__WHAT IS REQUIRED__
Please rewrite the records from the line containing "One marker per instance of the white helmet" down to the line containing "[(322, 42)]", swapping "stadium roof" for "grandstand roof" and leaving everything else unchanged.

__DATA LINES__
━━━━━━━━━━

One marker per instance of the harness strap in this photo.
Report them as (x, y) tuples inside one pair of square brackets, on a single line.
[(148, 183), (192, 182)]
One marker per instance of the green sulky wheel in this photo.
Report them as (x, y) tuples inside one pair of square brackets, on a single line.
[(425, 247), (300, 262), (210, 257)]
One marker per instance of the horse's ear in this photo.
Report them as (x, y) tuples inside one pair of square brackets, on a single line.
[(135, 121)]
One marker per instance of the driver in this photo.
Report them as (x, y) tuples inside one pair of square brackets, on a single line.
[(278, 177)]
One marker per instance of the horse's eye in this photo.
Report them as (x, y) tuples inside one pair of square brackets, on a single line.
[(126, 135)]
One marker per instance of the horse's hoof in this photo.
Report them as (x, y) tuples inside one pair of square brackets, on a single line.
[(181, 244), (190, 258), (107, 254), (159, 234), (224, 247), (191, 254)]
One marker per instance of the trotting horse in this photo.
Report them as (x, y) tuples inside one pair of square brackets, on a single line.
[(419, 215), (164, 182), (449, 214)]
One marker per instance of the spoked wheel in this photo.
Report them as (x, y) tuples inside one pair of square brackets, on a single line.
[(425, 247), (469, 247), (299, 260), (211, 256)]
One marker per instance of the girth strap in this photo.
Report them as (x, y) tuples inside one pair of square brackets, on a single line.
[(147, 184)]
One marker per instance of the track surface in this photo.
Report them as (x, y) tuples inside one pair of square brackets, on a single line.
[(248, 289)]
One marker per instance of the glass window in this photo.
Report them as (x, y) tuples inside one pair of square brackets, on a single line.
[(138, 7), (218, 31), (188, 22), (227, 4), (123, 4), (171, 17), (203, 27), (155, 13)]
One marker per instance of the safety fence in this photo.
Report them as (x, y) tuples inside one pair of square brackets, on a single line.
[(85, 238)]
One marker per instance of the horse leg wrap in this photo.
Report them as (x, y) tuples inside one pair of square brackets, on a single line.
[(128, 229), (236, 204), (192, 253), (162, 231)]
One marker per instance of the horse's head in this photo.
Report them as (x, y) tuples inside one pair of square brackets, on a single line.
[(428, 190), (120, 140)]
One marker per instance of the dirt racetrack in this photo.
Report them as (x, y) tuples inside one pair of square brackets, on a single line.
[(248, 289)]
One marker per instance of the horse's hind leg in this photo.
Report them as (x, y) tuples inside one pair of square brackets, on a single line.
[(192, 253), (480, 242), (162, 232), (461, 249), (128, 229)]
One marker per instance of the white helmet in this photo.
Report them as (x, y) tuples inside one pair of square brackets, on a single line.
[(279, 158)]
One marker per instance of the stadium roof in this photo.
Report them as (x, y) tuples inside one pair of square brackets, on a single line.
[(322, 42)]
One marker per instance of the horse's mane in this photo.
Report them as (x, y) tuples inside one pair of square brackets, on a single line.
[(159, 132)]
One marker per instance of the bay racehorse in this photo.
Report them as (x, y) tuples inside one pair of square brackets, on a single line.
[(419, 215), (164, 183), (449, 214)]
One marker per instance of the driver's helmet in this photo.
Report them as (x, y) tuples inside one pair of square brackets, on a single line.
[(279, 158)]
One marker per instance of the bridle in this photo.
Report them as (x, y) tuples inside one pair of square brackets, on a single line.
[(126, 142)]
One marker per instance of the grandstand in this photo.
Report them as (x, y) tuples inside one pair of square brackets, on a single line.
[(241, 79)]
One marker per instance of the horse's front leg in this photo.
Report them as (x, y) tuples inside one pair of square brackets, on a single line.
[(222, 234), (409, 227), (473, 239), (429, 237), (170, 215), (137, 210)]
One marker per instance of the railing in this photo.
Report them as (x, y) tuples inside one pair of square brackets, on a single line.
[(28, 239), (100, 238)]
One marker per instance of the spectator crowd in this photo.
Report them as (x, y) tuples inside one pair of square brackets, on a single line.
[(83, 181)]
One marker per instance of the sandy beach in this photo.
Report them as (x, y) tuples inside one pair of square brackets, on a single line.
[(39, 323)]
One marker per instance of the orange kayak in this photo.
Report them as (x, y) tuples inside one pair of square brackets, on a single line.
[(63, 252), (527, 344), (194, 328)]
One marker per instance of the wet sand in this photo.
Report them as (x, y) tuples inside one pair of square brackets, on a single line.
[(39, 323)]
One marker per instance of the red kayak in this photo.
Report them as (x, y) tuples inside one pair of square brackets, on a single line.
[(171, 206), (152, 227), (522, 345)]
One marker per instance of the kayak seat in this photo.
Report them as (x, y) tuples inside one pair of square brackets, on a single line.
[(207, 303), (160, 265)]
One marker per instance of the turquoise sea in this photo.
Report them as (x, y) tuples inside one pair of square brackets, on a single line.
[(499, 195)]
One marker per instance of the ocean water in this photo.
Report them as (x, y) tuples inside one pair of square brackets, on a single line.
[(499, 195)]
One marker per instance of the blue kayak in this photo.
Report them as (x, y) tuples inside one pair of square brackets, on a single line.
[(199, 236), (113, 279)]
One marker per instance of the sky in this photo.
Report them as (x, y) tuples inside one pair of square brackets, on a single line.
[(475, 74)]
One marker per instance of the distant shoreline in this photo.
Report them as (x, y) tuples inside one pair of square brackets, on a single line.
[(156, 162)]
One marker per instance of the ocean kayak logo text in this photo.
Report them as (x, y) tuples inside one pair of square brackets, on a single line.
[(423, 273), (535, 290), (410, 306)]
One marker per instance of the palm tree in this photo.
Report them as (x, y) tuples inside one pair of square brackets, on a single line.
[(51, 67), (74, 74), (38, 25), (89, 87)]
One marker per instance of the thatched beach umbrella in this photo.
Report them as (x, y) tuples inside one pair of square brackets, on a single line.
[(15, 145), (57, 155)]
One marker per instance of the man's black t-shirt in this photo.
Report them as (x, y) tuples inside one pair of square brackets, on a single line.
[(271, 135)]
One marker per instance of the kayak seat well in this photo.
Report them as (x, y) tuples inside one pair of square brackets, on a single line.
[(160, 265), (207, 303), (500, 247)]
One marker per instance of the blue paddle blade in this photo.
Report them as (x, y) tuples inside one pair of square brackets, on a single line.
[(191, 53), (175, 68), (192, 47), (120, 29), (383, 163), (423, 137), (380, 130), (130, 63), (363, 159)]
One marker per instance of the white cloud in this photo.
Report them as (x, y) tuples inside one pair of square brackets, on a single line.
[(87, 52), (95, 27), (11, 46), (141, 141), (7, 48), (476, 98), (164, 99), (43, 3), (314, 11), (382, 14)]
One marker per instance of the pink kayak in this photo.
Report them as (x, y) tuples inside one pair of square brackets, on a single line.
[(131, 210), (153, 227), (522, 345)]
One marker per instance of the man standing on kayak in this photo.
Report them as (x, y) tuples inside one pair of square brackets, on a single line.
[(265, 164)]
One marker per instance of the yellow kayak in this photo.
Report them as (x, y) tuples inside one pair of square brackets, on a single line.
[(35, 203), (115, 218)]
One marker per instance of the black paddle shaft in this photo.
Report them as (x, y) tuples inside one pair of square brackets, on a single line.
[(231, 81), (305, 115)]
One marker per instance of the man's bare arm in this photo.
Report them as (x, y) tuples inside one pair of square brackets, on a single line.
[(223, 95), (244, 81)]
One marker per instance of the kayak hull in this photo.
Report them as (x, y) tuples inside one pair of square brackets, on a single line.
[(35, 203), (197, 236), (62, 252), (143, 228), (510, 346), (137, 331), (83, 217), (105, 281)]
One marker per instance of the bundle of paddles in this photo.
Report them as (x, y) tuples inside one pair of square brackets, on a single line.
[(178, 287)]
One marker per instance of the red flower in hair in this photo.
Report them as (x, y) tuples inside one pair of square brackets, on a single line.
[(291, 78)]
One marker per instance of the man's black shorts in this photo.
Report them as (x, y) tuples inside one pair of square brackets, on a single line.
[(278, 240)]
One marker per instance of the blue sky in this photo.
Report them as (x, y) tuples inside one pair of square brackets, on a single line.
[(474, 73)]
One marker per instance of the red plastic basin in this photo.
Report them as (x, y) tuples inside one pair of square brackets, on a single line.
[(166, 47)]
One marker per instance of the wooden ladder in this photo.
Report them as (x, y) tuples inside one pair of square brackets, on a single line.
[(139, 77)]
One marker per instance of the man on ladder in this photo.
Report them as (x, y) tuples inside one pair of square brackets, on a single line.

━━━━━━━━━━

__CORRECT RESPONSE__
One marker per instance of the white helmet in this photo.
Report them as (x, y) tuples inside one pair of square brackets, on a single line.
[(279, 158)]
One marker per instance of the grandstand roof in this photo.
Report them as (x, y) tuples inside one pair of square brackets, on a single line.
[(322, 42)]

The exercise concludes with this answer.